- STATED GOAL: Transcribe word for word the lines of the data below, starting at the line that contains "Q: Find one point on every instance of the hooded" and ending with the final line of the data.

** start SUPPLIED RECORDS **

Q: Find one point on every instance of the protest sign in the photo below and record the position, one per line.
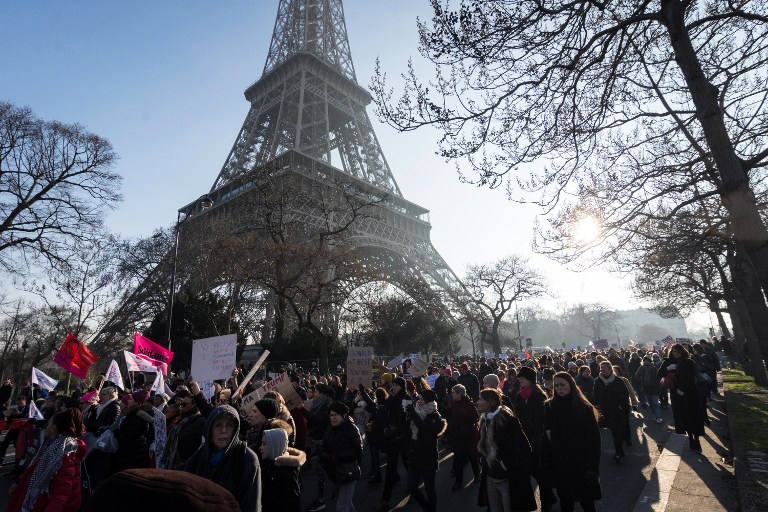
(419, 366)
(251, 373)
(282, 385)
(396, 361)
(359, 369)
(214, 358)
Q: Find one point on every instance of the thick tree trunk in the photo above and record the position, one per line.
(735, 192)
(753, 312)
(721, 323)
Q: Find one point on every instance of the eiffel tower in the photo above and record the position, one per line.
(308, 116)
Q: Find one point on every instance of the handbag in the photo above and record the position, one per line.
(107, 442)
(347, 472)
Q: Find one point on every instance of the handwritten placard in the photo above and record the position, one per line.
(282, 384)
(214, 358)
(359, 369)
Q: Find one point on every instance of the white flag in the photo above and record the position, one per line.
(159, 385)
(39, 377)
(34, 412)
(137, 364)
(113, 375)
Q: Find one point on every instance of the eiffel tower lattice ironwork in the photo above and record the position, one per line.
(308, 116)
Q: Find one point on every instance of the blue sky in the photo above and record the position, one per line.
(164, 82)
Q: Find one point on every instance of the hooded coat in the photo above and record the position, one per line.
(282, 485)
(238, 469)
(503, 444)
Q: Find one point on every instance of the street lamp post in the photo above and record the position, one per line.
(204, 202)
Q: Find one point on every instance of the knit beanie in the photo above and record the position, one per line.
(140, 396)
(526, 372)
(276, 440)
(339, 408)
(267, 407)
(428, 396)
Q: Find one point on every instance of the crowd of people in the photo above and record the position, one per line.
(511, 420)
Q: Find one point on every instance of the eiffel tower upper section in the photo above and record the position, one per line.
(308, 100)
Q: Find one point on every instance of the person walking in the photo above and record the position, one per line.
(505, 482)
(52, 481)
(340, 455)
(572, 445)
(529, 407)
(611, 397)
(679, 371)
(426, 426)
(281, 484)
(463, 434)
(226, 460)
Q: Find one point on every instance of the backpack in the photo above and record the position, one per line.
(649, 376)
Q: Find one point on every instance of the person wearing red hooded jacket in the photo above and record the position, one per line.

** end SUPPLIED RECORDS **

- SOLUTION:
Q: Find one point on every instance of the hooded coat in the photo above and record the position, one per line.
(282, 485)
(238, 469)
(503, 444)
Q: Find one point on every instance of the street lamp post in the photo above and record the position, one per line.
(204, 202)
Q: Find one point on every instance of the knit beanie in the photo above and record the position, one per line.
(140, 396)
(526, 372)
(276, 440)
(339, 408)
(267, 407)
(428, 396)
Q: Find one point on every instance of the crowd of people in the photo above and record the position, one per line.
(511, 420)
Q: Find one point on every instance of the eiffel tower upper section in the photo above and record the position, one per line.
(308, 100)
Q: Find one point on every instance of the person walking in the photo above and record the position, one per line.
(505, 482)
(52, 481)
(340, 455)
(572, 445)
(529, 407)
(611, 397)
(679, 371)
(426, 426)
(281, 484)
(463, 434)
(226, 460)
Q: Find one point on every instance of the backpack in the photo above and record the position, one per line.
(649, 376)
Q: Find one point on every instance of the person wearing red hooded jacket in the photo above and record the position, one per line.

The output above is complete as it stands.